2.       [appellante sub 1] is een dienstverlenend bedrijf dat verschillende activiteiten verricht, met name in de sociale dienstverlening. Werknemers van [appellante sub 1] werkten via [bedrijf A] in de 24-uurs thuiszorg. Arbeidsinspecteurs van de Inspectie Sociale Zaken en Werkgelegenheid (hierna: Arbeidsinspectie) hebben bij [bedrijf A] een onderzoek uitgevoerd naar de naleving van de Wml. De bevindingen daarvan zijn neergelegd in het boeterapport van 7 september 2017. Volgens het boeterapport heeft [appellante sub 1] 23 werknemers onderbetaald in (een gedeelte van) de onderzoeksperiode 1 maart 2015 tot en met 31 augustus 2015. Dit is een overtreding van artikel 7, eerste lid, van de Wml. Verder heeft [appellante sub 1] voor zestien werknemers niet de door de inspecteurs gevorderde bescheiden verstrekt die nodig waren om te berekenen of in de onderzoeksperiode aan die werknemers het verschuldigde minimumloon was betaald. Dit is een overtreding van artikel 18b, tweede lid, van de Wml. De minister heeft wegens deze overtredingen aan [appellante sub 1] een boete van € 168.750,00 opgelegd. De minister heeft in het besluit van 18 december 2019 de hoogte van de boete berekend volgens de Beleidsregel bestuursrechtelijke handhaving Wet minimumloon en minimumvakantiebijslag 2018 (hierna: Beleidsregel Wml).
De rechtbank heeft, voor zover hier van belang, de boete gematigd tot een bedrag van € 144.500,00.
Het hoger beroep van [appellante sub 1]
Matiging boete en verwijtbaarheid
2.1.    [appellante sub 1] betoogt - kort samengevat - dat de rechtbank ten onrechte de boete niet verder heeft gematigd. Zij voert daartoe aan dat de overtredingen verminderd verwijtbaar waren. Zij had geen zicht op de werknemers omdat [bedrijf A] het feitelijk gezag had over de werknemers in Nederland. Zij wijst hierbij op het arrest van de Hoge Raad van 4 november 2016, ECLI:NL:HR:2016:2356. Daarin is overwogen dat bij een uitzendrelatie de opdrachtnemer degene is die "materiële" (feitelijk) werkgeverschap of gezag over de aan deze uitgeleende werknemers uitoefent. In dit geval is dat [bedrijf A], aldus [appellante sub 1].
──────────────────────────────
**OPDRACHT A**
Geef bij elk van de volgende beweringen aan of die klopt met de tekst over de boete. Antwoord met ja of nee en citeer de woorden uit die tekst die de doorslag geven. (i) De rechtbank heeft de boete gematigd tot € 144.500,00. (ii) Volgens het boeterapport zijn twintig werknemers onderbetaald. (iii) Het arrest van de Hoge Raad waarop wordt gewezen, dateert van 4 november 2016.
**OPDRACHT B**
Schrijf het volgende gedeelte van de tekst over de boete en begin direct na de laatste zin.

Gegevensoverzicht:
──────────────────────────────
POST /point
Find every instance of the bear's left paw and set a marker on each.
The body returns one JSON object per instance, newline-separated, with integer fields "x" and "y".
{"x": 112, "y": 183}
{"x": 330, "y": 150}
──────────────────────────────
**UITWERKING A**
(i) Ja: "De rechtbank heeft, voor zover hier van belang, de boete gematigd tot een bedrag van € 144.500,00."
(ii) Nee: "Volgens het boeterapport heeft [appellante sub 1] 23 werknemers onderbetaald"
(iii) Ja: "Zij wijst hierbij op het arrest van de Hoge Raad van 4 november 2016"

**UITWERKING B**
2.2.    Ingevolge artikel 7, eerste lid, van de Wml, zoals dat ten tijde van belang luidde, heeft de werknemer die de leeftijd van 23 jaar heeft bereikt, voor de arbeid die hij in dienstbetrekking verricht, jegens de werkgever ten minste recht op het minimumloon.
Ingevolge artikel 18b, tweede lid, aanhef en onder b, van de Wml, wordt als overtreding aangemerkt het door de werkgever desgevraagd niet of niet tijdig aan de toezichthouder verstrekken van bescheiden waaruit blijkt welk loon en welke vakantiebijslag aan de werknemer zijn voldaan.
Onbestreden is dat [appellante sub 1] deze bepalingen heeft overtreden. De minister is daarom bevoegd tot het opleggen van een boete.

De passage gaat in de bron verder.